>> Start The data

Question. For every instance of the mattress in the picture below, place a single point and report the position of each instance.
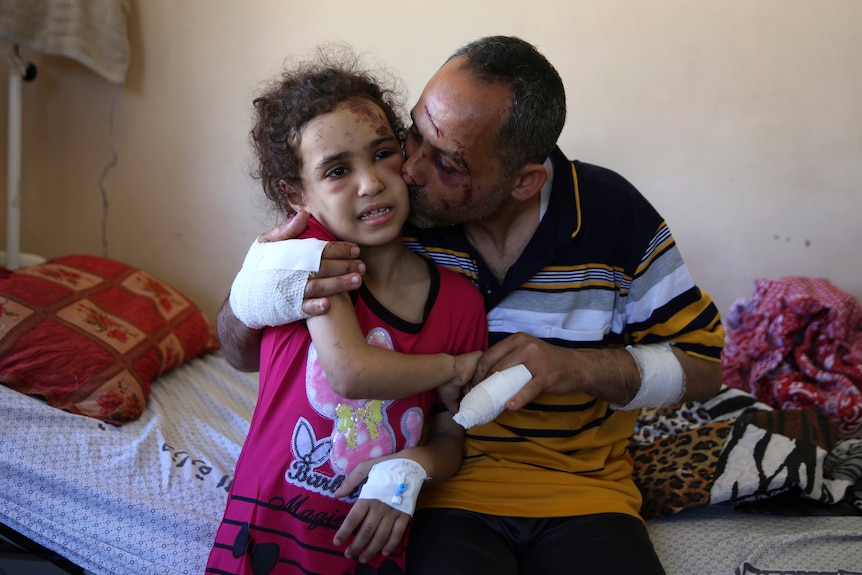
(142, 498)
(147, 497)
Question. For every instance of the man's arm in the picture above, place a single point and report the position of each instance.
(609, 374)
(340, 271)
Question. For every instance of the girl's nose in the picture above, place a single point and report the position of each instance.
(371, 184)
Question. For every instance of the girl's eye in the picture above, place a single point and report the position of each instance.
(336, 172)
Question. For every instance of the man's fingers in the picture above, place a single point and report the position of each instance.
(341, 251)
(286, 230)
(330, 268)
(325, 287)
(317, 306)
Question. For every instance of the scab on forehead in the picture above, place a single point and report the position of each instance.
(369, 112)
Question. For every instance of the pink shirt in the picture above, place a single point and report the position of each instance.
(304, 438)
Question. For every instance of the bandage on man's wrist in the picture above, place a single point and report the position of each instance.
(662, 377)
(395, 482)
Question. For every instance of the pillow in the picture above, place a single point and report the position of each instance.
(90, 334)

>> End The data

What the exercise asks: Rewrite the lines above, replacing every "girl's" with "child's" and keeping everything else unchanged. Omit the pictures from your answer.

Response to the exercise:
Question. For every instance of the mattress in the picture below, place a single point and report the position of each instance.
(142, 498)
(147, 497)
Question. For every instance of the man's arm in the picture above, place a single point and report the position of each instance.
(609, 374)
(340, 271)
Question. For every instance of the child's nose in the picture above, place a single point and report the position of each instance.
(371, 184)
Question. For every instance of the child's eye in the picture above, place a single point and report the position of each instance.
(336, 172)
Question. For every instance of the man's fingers in the picture above, place a single point and report the position of each instance.
(341, 251)
(286, 230)
(330, 268)
(325, 287)
(317, 306)
Question. For every instance of the scab on forehead in the picture above, place a single point and report the position of each instance.
(369, 112)
Question. For every instance of the pink shirt in the picture above, place a single point and report the position of each instance.
(304, 438)
Question. For every instance of the bandage on man's wrist in the picture above, place a single point and report the position of each instance.
(662, 377)
(395, 482)
Question. For every instance of the pillow in the picture above, place a single point and report the position of each instance.
(90, 334)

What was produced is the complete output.